Omit every picture, and retype the lines that run from the beginning of the data below through the line containing "Target: red traditional jacket", inclusive.
(Information supplied)
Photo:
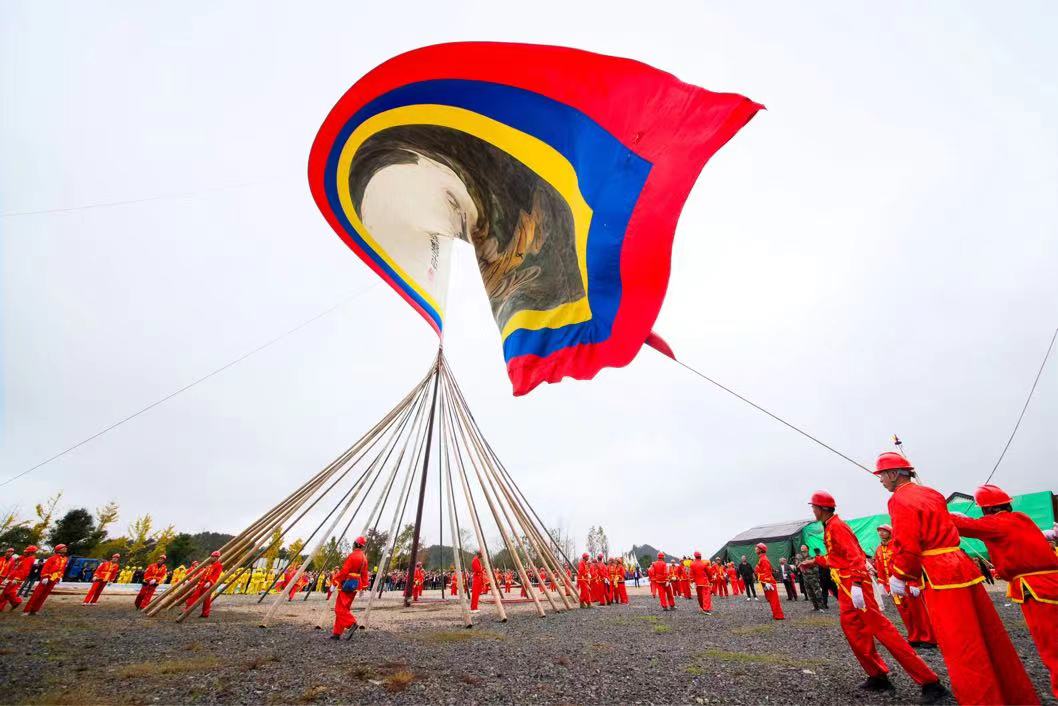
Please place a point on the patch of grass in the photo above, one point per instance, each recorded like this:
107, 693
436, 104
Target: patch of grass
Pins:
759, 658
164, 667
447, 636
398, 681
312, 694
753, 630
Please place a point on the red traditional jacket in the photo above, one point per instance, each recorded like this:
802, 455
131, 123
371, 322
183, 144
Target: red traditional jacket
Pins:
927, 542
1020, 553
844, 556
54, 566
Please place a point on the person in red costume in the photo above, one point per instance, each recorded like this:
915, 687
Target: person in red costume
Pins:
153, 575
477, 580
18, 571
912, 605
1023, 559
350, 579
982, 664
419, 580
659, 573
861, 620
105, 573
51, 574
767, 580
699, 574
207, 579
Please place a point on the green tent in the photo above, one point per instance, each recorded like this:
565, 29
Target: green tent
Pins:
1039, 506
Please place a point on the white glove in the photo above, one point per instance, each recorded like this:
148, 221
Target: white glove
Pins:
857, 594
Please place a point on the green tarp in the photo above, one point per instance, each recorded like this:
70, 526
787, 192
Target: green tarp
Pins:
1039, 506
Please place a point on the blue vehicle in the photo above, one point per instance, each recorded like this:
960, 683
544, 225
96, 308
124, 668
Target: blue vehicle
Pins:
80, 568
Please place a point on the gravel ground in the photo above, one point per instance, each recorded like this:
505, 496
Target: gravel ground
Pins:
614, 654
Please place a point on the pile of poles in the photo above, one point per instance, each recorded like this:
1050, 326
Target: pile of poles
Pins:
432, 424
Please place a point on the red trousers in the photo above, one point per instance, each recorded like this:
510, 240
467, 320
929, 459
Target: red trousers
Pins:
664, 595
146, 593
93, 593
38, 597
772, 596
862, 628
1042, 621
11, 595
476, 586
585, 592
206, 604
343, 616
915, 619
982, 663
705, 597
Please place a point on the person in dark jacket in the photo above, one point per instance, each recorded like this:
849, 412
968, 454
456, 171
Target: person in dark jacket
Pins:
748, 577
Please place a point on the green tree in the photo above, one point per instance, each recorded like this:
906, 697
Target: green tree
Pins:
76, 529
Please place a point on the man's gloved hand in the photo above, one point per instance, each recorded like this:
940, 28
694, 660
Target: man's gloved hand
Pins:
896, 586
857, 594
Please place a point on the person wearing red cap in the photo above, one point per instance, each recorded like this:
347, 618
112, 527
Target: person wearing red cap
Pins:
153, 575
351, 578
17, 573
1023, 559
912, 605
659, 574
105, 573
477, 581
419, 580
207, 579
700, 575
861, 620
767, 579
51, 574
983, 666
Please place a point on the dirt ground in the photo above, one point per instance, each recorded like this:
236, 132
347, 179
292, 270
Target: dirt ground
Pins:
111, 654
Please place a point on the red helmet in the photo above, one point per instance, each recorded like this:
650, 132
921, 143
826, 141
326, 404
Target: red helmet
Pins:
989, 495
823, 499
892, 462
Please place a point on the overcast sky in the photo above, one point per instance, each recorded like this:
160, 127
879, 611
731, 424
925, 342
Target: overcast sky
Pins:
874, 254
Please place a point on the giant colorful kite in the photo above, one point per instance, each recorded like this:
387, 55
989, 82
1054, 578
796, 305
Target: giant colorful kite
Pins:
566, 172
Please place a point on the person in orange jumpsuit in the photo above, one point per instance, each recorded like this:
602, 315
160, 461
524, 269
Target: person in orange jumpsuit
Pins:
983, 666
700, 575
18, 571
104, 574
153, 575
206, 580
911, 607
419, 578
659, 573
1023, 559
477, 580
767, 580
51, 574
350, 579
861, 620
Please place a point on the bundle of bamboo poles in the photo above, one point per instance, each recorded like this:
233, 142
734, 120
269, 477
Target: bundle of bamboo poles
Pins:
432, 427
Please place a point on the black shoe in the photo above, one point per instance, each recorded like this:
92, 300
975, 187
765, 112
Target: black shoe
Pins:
(End Information supplied)
■ Answer section ■
Photo:
Please place a point on the patch of grass in the photo above, one point per instance, each recorded like this:
107, 693
436, 104
Target: patch of grass
Pins:
759, 658
164, 667
447, 636
398, 681
312, 694
753, 630
Please place a point on the red traditional jacket in the photo above, one point per instance, each recorded like this:
802, 455
131, 123
371, 322
183, 144
Target: red traditional jacket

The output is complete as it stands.